DATA SUPPLIED >>
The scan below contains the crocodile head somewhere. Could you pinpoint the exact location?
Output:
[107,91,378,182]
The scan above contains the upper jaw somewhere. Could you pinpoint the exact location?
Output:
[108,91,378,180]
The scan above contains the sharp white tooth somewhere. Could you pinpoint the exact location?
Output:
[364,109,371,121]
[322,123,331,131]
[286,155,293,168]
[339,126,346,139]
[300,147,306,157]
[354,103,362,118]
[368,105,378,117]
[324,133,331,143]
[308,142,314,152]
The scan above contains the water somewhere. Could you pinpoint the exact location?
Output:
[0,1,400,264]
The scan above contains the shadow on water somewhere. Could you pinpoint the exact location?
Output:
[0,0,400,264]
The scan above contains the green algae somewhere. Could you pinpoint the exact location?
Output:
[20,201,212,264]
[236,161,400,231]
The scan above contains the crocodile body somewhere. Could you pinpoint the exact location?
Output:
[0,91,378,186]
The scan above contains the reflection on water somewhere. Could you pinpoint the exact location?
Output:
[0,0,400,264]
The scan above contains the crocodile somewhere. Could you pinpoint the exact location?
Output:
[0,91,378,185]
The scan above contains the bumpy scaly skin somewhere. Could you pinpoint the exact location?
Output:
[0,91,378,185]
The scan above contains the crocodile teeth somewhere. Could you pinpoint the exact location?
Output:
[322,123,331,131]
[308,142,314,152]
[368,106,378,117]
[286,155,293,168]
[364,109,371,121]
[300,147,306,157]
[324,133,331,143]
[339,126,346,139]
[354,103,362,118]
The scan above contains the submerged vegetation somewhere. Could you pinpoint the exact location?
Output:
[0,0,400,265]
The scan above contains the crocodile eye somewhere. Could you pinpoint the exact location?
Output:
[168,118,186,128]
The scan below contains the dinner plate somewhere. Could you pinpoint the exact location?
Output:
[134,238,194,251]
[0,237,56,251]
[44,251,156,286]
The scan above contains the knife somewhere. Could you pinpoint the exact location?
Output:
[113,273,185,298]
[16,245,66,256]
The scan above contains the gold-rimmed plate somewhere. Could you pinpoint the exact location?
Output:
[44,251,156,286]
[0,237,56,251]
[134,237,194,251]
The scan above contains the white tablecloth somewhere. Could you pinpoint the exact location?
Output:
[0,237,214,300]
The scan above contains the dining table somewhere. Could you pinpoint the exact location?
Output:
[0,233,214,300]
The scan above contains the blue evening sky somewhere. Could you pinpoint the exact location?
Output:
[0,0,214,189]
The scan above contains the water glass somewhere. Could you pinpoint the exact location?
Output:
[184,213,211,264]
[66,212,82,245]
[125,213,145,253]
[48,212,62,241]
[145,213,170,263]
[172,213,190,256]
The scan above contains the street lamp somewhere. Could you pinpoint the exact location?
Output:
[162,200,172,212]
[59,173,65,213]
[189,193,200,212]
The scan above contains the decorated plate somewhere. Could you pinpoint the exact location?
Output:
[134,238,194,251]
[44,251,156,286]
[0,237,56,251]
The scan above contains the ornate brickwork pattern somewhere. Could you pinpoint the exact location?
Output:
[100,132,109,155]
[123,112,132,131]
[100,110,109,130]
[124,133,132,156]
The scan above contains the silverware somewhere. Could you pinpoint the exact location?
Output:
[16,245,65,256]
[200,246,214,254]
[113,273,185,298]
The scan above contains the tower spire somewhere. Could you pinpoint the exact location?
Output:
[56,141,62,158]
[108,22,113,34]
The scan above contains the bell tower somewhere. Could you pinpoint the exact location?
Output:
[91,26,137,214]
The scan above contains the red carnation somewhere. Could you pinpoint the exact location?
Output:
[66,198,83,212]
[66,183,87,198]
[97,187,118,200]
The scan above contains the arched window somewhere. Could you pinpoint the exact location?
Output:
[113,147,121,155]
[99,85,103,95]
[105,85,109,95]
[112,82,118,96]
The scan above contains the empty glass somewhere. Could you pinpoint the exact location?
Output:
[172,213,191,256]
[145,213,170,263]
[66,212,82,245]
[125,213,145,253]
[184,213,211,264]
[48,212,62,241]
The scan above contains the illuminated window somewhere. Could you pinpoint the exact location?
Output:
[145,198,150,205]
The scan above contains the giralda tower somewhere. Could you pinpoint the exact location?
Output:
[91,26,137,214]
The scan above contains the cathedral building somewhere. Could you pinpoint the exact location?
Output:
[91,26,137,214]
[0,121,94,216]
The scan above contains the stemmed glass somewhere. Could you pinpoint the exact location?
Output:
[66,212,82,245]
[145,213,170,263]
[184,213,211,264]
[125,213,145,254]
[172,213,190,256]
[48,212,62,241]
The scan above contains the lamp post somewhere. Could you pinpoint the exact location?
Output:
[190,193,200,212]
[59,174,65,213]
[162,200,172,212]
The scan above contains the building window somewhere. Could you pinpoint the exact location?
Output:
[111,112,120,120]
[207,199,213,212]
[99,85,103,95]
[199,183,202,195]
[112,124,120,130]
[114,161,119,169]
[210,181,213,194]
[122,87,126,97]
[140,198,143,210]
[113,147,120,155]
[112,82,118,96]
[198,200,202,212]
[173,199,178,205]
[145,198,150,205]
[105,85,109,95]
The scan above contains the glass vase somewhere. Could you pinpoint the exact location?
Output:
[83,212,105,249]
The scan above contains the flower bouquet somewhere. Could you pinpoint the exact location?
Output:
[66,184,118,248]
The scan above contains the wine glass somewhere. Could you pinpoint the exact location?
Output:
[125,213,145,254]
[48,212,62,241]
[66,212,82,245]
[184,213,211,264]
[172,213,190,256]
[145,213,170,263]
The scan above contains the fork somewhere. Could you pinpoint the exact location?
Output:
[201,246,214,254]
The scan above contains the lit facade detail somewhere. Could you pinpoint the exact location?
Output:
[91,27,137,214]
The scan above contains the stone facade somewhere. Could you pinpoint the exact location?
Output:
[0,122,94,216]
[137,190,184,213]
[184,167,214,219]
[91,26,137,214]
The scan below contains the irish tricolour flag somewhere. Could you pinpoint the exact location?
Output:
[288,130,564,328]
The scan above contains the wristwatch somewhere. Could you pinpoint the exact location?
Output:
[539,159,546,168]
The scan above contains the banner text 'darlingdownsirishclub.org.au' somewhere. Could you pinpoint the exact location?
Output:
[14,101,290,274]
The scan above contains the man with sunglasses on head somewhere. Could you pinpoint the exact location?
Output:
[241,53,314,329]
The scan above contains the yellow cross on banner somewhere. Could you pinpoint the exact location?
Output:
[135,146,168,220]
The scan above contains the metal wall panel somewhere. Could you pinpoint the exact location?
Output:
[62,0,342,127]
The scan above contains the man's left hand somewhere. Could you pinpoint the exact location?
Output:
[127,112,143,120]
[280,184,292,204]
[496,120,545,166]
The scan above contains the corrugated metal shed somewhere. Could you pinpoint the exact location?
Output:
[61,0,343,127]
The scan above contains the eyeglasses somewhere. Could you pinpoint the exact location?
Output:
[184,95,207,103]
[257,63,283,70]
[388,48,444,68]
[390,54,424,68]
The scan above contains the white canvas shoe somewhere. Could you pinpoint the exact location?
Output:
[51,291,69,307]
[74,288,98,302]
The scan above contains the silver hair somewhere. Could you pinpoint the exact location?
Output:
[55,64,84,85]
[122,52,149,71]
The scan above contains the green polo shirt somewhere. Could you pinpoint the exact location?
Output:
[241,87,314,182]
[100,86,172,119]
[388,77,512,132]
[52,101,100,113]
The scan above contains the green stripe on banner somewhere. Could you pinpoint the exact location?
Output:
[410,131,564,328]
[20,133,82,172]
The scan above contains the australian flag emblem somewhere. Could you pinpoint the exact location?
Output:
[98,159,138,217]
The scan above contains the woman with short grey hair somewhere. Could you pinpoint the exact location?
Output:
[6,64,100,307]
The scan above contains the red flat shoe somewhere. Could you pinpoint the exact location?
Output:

REQUIREMENT >> Rewrite all of the data above, swapping each "scan" for "frame" and changing nothing else.

SOLUTION TO THIS TASK >>
The frame below contains the crocodile head somewhere. Could you pinpoint the exact location?
Output:
[107,91,378,182]
The frame above contains the upper jaw somewhere. Could you pinpoint the exact location?
Output:
[108,91,378,180]
The frame above contains the sharp white tooth somewhere. Could you pinpoint the exact location?
Output:
[364,109,371,121]
[322,123,331,131]
[286,155,293,168]
[339,126,346,139]
[300,147,306,157]
[354,103,362,118]
[368,105,378,117]
[324,133,331,143]
[308,142,314,152]
The frame above contains the water somewhere. Could you pinpoint the exact location?
Output:
[0,1,400,264]
The frame above contains the shadow on water somewhere. Could you pinpoint the exact location?
Output:
[0,0,400,264]
The frame above contains the green algae somewhere. Could you pinpoint the exact location?
Output:
[20,201,212,264]
[236,161,400,231]
The frame above contains the crocodile body somewhere. Could you pinpoint the exact location?
Output:
[0,91,378,186]
The frame above contains the reflection on water somewhere. Could you pinpoint the exact location?
Output:
[0,0,400,264]
The frame above contains the crocodile somewhere. Could you pinpoint the exact location?
Output:
[0,91,378,185]
The frame above contains the bumpy scaly skin somewhere. Could you pinpoint the exact location?
Output:
[0,91,378,185]
The frame above contains the crocodile teeth somewhere. Could you pinpoint the exact location?
Output:
[322,123,331,131]
[308,142,314,152]
[368,106,378,117]
[286,155,293,168]
[364,109,371,121]
[300,147,306,157]
[324,133,331,143]
[339,126,346,139]
[354,103,362,118]
The frame above contains the submerged vegetation somewhere. Could you pinpoint the exact location?
Output:
[0,0,400,265]
The frame above contains the crocodile eye somewhere. Could you pinpoint the exact location?
Output:
[168,118,186,128]
The frame below contains the dinner plate somewhere. Could you pinpoint the exact location?
Output:
[134,238,194,251]
[0,237,56,251]
[44,251,156,286]
The frame above contains the knife somewhere. Could you pinpoint the exact location?
Output:
[113,273,185,298]
[16,245,66,256]
The frame above contains the gold-rimmed plate somewhere. Could you pinpoint the exact location?
Output:
[44,251,156,286]
[0,237,56,251]
[134,237,194,251]
The frame above contains the white tablecloth somewhere. Could you pinpoint the exact location?
Output:
[0,237,214,300]
The frame above contains the dining table somewhere. Could you pinpoint the exact location?
Output:
[0,233,214,300]
The frame above contains the blue evening sky somewhere. Could you pinpoint the exact location?
Output:
[0,0,214,189]
The frame above contains the water glass somewhere. Could you pinpoint the exact location?
Output:
[184,213,211,264]
[66,212,82,245]
[125,213,145,253]
[48,212,62,241]
[145,213,170,263]
[172,213,190,256]
The frame above contains the street lamp somewhere. Could you pinpoint the exact location?
Output:
[162,200,172,212]
[59,173,65,213]
[189,193,200,212]
The frame above contains the decorated plate somewhere. Could you pinpoint the exact location?
Output:
[134,238,194,251]
[44,251,156,286]
[0,237,56,251]
The frame above contains the ornate brickwork pattern somewhere. Could you pinpoint the exact location?
Output:
[100,132,109,155]
[123,112,132,131]
[100,110,109,130]
[124,133,132,156]
The frame above contains the silverware somewhere. Could you pinpoint the exact location?
Output:
[16,245,65,256]
[200,246,214,254]
[113,273,185,298]
The frame above contains the tower spire somewhere. Could you pinpoint the exact location?
Output:
[56,141,62,158]
[108,22,113,34]
The frame above contains the bell tower somewhere. Could you pinpoint the exact location?
Output:
[91,26,137,214]
The frame above contains the red carnation somewhere. Could you pinpoint the exact location?
Output:
[66,198,83,212]
[66,183,87,198]
[97,187,118,200]
The frame above contains the arched window somewhere. Could you pinpoint the exact location?
Output:
[113,147,121,155]
[99,85,103,95]
[105,85,109,95]
[112,82,118,96]
The frame above contains the empty glass somewhere. Could you pinpoint the exact location?
Output:
[172,213,191,256]
[145,213,170,263]
[66,212,82,245]
[125,213,145,253]
[184,213,211,264]
[48,212,62,241]
The frame above contains the illuminated window somewhere. Could you pinpoint the exact location?
Output:
[145,198,150,205]
The frame above contains the giralda tower somewhere. Could you pinpoint the exact location?
Output:
[91,26,137,214]
The frame above contains the cathedral building somewhere. Could you pinpoint the exact location?
Output:
[91,26,137,214]
[0,121,94,216]
The frame above contains the stemmed glass somewhere. Could you pinpoint the exact location?
Output:
[66,212,82,245]
[145,213,170,263]
[184,213,211,264]
[125,213,145,254]
[172,213,190,256]
[48,212,62,241]
The frame above contains the lamp post somewhere. Could you pinpoint the exact location?
Output:
[190,193,200,212]
[59,174,65,213]
[162,200,172,212]
The frame above contains the building window somewhere. Could you pinpoint the exact location?
Output:
[111,112,120,120]
[207,199,213,212]
[99,85,103,95]
[199,183,202,195]
[112,124,120,130]
[114,161,119,169]
[210,181,213,194]
[122,87,126,97]
[140,198,143,210]
[113,147,120,155]
[112,82,118,96]
[198,200,202,212]
[173,199,178,205]
[145,198,150,205]
[105,85,109,95]
The frame above contains the glass vase somewhere. Could you pinpoint the exact location?
Output:
[83,212,105,249]
The frame above contains the flower bouquet somewhere. Could you pinpoint the exact location?
Output:
[66,184,118,248]
The frame above contains the wine glass somewhere. Could you pinpoint the exact location?
Output:
[125,213,145,254]
[48,212,62,241]
[66,212,82,245]
[184,213,211,264]
[172,213,190,256]
[145,213,170,263]
The frame above contains the fork somewhere. Could you pinpoint the exact location?
Output:
[201,246,214,254]
The frame above contains the lit facade detail somewhere. Could you pinpoint the exact location?
Output:
[91,27,137,214]
The frame above contains the stone facade somewhere. Could you pinpoint the exact location?
Output:
[0,122,94,216]
[137,190,184,213]
[184,167,214,219]
[91,26,137,214]
The frame below contains the irish tricolour flag somewhere. Could you pinpoint the exact location?
Output:
[288,130,564,328]
The frame above contains the wristwatch somewhere. Could you pinpoint the exact location?
Output:
[539,159,546,168]
The frame above contains the banner text 'darlingdownsirishclub.org.au' somewhere. Could you pinpoint the exact location?
Output:
[14,101,290,274]
The frame above contains the man with sunglasses on head somewhere. Could you pinpoint the exact location?
Output:
[241,53,314,329]
The frame above contains the yellow cross on banner somewhere. Could you pinpoint the exact location?
Output:
[135,146,168,220]
The frame above contains the metal wall panel somewhere. Could you pinpoint the exact location?
Output:
[62,0,342,127]
The frame above contains the man's left hand somewhere. Could you pinpoint the exact location?
Output:
[127,112,143,120]
[280,184,292,204]
[496,120,545,166]
The frame above contains the corrugated metal shed somewhere. Could you pinpoint the exact location?
Output:
[61,0,343,127]
The frame above contains the eyeglasses somewhere. Could you pinpoint the exact location?
Output:
[184,95,207,103]
[257,63,283,70]
[388,48,444,68]
[390,54,424,68]
The frame above contains the white canvas shoe somewhere. Could you pinpoint the exact location?
Output:
[51,291,69,307]
[74,288,98,302]
The frame above contains the silver hair somewhere. Could you pinpoint the exact location?
Output:
[55,64,84,85]
[122,52,149,71]
The frame above contains the green polo shirt somewhere. Could you pinpoint the exact location?
Output:
[241,87,314,182]
[100,86,172,119]
[388,77,512,132]
[52,101,100,113]
The frame above contains the green stripe on banner somewhere. Could you pinpoint the exact location?
Output:
[410,131,564,328]
[20,133,82,172]
The frame above contains the australian flag emblem somewhere. Could you pinpoint the exact location?
Output:
[98,159,138,217]
The frame above contains the woman with short grey hair somewhere. Could you pinpoint the exact location?
Output:
[6,64,100,307]
The frame above contains the red flat shoe somewhere. Could you pinpoint the exact location?
Output:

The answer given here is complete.